§ Stored data
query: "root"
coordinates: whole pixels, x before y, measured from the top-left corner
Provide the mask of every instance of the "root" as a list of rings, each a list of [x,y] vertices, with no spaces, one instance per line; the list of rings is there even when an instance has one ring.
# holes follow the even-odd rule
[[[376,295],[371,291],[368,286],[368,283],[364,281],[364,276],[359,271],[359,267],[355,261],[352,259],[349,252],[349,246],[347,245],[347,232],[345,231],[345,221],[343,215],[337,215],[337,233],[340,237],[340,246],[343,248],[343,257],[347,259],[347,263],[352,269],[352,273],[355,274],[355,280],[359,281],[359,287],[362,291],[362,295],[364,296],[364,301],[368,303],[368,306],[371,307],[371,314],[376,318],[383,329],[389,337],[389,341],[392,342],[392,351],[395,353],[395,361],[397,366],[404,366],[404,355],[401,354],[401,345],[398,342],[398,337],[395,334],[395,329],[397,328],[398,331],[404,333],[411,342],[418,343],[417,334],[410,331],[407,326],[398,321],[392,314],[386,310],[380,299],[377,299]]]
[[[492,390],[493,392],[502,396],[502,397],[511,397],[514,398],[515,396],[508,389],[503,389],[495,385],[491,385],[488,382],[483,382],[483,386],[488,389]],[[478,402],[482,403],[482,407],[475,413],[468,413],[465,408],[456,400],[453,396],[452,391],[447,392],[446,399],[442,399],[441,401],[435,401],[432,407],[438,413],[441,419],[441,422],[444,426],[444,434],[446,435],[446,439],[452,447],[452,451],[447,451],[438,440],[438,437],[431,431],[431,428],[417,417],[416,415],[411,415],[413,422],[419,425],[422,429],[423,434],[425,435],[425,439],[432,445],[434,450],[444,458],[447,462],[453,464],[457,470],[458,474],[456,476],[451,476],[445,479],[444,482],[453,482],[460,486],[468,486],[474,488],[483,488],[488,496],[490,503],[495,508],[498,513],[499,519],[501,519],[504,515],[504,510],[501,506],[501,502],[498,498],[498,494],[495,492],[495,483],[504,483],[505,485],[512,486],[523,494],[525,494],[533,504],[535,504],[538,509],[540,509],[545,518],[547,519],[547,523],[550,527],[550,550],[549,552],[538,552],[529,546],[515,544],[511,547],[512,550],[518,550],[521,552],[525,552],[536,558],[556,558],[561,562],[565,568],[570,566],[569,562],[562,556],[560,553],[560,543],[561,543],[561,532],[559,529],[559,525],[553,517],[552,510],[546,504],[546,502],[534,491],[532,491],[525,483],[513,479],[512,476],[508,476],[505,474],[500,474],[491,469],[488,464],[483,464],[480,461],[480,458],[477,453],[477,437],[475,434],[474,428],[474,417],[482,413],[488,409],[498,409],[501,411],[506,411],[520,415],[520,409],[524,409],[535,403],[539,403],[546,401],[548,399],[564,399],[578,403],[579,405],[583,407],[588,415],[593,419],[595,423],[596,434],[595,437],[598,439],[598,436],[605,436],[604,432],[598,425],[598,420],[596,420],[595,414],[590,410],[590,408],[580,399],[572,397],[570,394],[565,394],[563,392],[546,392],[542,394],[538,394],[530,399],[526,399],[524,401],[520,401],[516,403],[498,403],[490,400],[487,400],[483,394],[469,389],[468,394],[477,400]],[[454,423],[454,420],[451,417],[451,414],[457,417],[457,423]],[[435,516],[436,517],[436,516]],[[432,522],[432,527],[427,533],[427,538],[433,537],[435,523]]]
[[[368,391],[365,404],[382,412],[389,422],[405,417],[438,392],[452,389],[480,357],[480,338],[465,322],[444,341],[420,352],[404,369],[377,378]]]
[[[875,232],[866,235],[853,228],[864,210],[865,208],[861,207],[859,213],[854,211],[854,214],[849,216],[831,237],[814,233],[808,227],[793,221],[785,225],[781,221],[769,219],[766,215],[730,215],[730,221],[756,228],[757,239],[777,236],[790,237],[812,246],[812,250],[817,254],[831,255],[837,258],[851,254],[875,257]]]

§ THE PROBLEM
Please update the rows above by replacing "top-left corner" with "upper-left corner" and keeping everything else the same.

§ ANSWER TO THE TASK
query: "root"
coordinates: whole pixels, x before y, measured from the upper-left corner
Provide the mask of every instance of the "root" as a list of rings, each a list of [x,y] vertices, with no spaces, one instance per line; the list of rings is there even when an instance has one ring.
# holes follow the even-odd rule
[[[376,295],[371,291],[368,286],[368,283],[364,281],[364,276],[359,271],[359,267],[355,261],[352,259],[349,252],[349,246],[347,245],[347,232],[345,231],[345,221],[343,215],[337,215],[337,233],[340,237],[340,246],[343,248],[343,257],[347,259],[347,263],[352,269],[352,273],[355,274],[355,280],[359,281],[359,287],[362,291],[362,295],[364,296],[364,301],[368,303],[368,306],[371,307],[371,314],[376,318],[383,329],[389,337],[389,341],[392,342],[392,351],[395,353],[395,361],[397,366],[404,366],[404,355],[401,354],[401,345],[398,342],[398,337],[395,334],[395,329],[397,328],[398,331],[404,333],[411,342],[418,343],[417,334],[410,331],[407,326],[398,321],[392,314],[386,310],[380,299],[377,299]]]
[[[492,390],[493,392],[502,396],[502,397],[511,397],[514,398],[515,396],[508,389],[503,389],[495,385],[491,385],[488,382],[483,382],[483,386],[488,389]],[[478,402],[482,403],[482,407],[475,413],[468,413],[465,408],[456,400],[453,396],[452,391],[447,392],[446,399],[442,399],[441,401],[435,401],[432,407],[438,413],[441,419],[441,422],[444,426],[444,434],[446,435],[446,439],[452,447],[452,451],[447,451],[438,440],[438,437],[431,431],[431,428],[417,417],[416,415],[411,415],[413,422],[419,425],[422,429],[423,434],[425,435],[425,439],[432,445],[434,450],[444,458],[447,462],[453,464],[457,470],[458,474],[456,476],[451,476],[445,479],[444,482],[453,482],[460,486],[468,486],[474,488],[483,488],[488,496],[490,503],[495,508],[498,513],[499,519],[501,519],[504,515],[504,510],[501,506],[501,502],[498,498],[498,494],[495,492],[495,483],[504,483],[505,485],[512,486],[523,494],[525,494],[533,504],[535,504],[538,509],[540,509],[545,518],[547,519],[547,523],[550,527],[550,550],[549,552],[538,552],[529,546],[515,544],[511,547],[512,550],[518,550],[521,552],[525,552],[536,558],[556,558],[561,562],[565,568],[570,566],[569,562],[562,556],[560,553],[560,543],[561,543],[561,532],[559,529],[559,525],[553,517],[552,510],[546,504],[546,502],[534,491],[532,491],[525,483],[513,479],[512,476],[508,476],[505,474],[500,474],[491,469],[488,464],[483,464],[480,461],[480,458],[477,453],[477,437],[475,434],[474,428],[474,417],[482,413],[488,409],[498,409],[501,411],[506,411],[520,415],[520,409],[524,409],[535,403],[539,403],[546,401],[548,399],[564,399],[578,403],[579,405],[583,407],[588,415],[593,419],[595,423],[596,434],[595,437],[598,439],[598,436],[605,436],[604,432],[598,425],[598,420],[596,420],[595,414],[590,410],[590,408],[580,399],[572,397],[570,394],[565,394],[563,392],[546,392],[542,394],[538,394],[530,399],[526,399],[524,401],[520,401],[516,403],[498,403],[490,400],[487,400],[483,394],[469,389],[468,394],[477,400]],[[454,423],[454,420],[451,417],[451,414],[457,417],[457,423]],[[435,516],[436,517],[436,516]],[[432,522],[432,527],[427,533],[427,538],[433,537],[435,523]]]
[[[368,391],[365,404],[382,412],[389,422],[405,417],[438,392],[452,389],[480,357],[480,338],[465,322],[444,341],[420,352],[404,369],[377,378]]]
[[[875,232],[866,235],[853,228],[864,210],[865,208],[861,207],[859,213],[854,211],[854,214],[849,216],[831,237],[814,233],[808,227],[793,221],[785,225],[781,221],[769,219],[766,215],[730,215],[730,221],[756,228],[757,239],[777,236],[790,237],[812,246],[812,250],[817,254],[831,255],[837,258],[851,254],[875,257]]]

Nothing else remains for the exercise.